##### DONNÉES FOURNIES

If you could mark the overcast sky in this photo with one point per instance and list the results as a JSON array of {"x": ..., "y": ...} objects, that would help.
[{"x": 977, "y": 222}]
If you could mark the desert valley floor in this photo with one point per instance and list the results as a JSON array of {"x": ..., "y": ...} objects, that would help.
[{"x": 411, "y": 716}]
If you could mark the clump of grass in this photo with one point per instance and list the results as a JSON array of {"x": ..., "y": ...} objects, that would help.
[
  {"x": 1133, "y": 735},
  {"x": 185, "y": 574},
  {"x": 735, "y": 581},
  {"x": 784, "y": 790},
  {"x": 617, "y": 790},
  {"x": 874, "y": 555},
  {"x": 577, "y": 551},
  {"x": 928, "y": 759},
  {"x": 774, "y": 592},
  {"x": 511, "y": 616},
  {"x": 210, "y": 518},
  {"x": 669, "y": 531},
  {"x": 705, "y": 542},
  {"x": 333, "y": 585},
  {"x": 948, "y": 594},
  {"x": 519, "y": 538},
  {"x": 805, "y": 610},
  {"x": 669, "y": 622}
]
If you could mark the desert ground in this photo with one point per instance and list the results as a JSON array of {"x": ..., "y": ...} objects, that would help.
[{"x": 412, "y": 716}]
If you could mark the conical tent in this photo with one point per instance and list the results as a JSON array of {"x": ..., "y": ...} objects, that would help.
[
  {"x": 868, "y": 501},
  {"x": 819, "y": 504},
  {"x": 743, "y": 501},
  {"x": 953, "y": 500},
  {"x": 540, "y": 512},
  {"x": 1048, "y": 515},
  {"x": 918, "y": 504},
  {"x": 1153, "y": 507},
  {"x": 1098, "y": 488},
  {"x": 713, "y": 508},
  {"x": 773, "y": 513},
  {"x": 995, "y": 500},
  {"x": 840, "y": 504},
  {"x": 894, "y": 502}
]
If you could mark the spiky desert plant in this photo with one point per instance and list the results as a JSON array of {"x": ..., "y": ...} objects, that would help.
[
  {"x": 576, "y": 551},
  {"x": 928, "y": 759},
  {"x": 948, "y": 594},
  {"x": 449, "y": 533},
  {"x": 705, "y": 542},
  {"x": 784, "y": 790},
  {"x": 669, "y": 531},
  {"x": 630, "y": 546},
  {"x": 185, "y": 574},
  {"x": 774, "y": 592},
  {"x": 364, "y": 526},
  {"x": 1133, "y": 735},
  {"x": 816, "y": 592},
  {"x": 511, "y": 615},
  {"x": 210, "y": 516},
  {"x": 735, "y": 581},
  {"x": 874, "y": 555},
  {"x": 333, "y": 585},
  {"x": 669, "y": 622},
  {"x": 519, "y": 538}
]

##########

Transformez, s'il vous plaît, l'ensemble des données ci-dessus en une liste numérotée ligne par ligne, sans reprendre les lignes vides.

RÉSULTAT ATTENDU:
1. If you could mark the overcast sky in this photo with one point per instance and list the results as a JSON array of {"x": ..., "y": ...} objects, that would help.
2. [{"x": 977, "y": 222}]
3. If you could mark the desert valley floor in this photo with one point per instance and list the results as a JSON array of {"x": ..., "y": ...} objects, that would help.
4. [{"x": 411, "y": 716}]
5. If you could mark the clump of grass in this photo with one point per instance and list the results as a JSON array of {"x": ..., "y": ...} objects, that would help.
6. [
7.   {"x": 1133, "y": 735},
8.   {"x": 185, "y": 574},
9.   {"x": 735, "y": 581},
10.   {"x": 784, "y": 790},
11.   {"x": 617, "y": 790},
12.   {"x": 874, "y": 555},
13.   {"x": 577, "y": 551},
14.   {"x": 928, "y": 759},
15.   {"x": 774, "y": 592},
16.   {"x": 511, "y": 616},
17.   {"x": 210, "y": 518},
18.   {"x": 669, "y": 531},
19.   {"x": 705, "y": 542},
20.   {"x": 333, "y": 585},
21.   {"x": 948, "y": 594},
22.   {"x": 519, "y": 538},
23.   {"x": 805, "y": 610},
24.   {"x": 669, "y": 622}
25. ]
26. If you could mark the desert ground in this photo with one point per instance and list the results as a JSON array of {"x": ..., "y": ...} objects, that would help.
27. [{"x": 412, "y": 716}]
28. If you could mark the conical tent in this photo with one point per instance and list the results as a JSON array of {"x": ..., "y": ...} objects, that would help.
29. [
30.   {"x": 868, "y": 501},
31.   {"x": 819, "y": 504},
32.   {"x": 743, "y": 501},
33.   {"x": 953, "y": 500},
34.   {"x": 540, "y": 512},
35.   {"x": 1048, "y": 515},
36.   {"x": 918, "y": 504},
37.   {"x": 1153, "y": 507},
38.   {"x": 1098, "y": 488},
39.   {"x": 713, "y": 508},
40.   {"x": 773, "y": 513},
41.   {"x": 995, "y": 500},
42.   {"x": 840, "y": 504},
43.   {"x": 894, "y": 502}
44. ]
45. If you could mark the spiky desert plant in this photo with one point per instance and list the results as a JSON array of {"x": ..., "y": ...} objects, that would help.
46. [
47.   {"x": 576, "y": 551},
48.   {"x": 928, "y": 759},
49.   {"x": 948, "y": 594},
50.   {"x": 449, "y": 533},
51.   {"x": 705, "y": 542},
52.   {"x": 784, "y": 790},
53.   {"x": 669, "y": 531},
54.   {"x": 630, "y": 546},
55.   {"x": 185, "y": 574},
56.   {"x": 774, "y": 592},
57.   {"x": 364, "y": 526},
58.   {"x": 1133, "y": 735},
59.   {"x": 816, "y": 592},
60.   {"x": 511, "y": 615},
61.   {"x": 210, "y": 516},
62.   {"x": 735, "y": 581},
63.   {"x": 874, "y": 555},
64.   {"x": 333, "y": 585},
65.   {"x": 669, "y": 622},
66.   {"x": 519, "y": 538}
67. ]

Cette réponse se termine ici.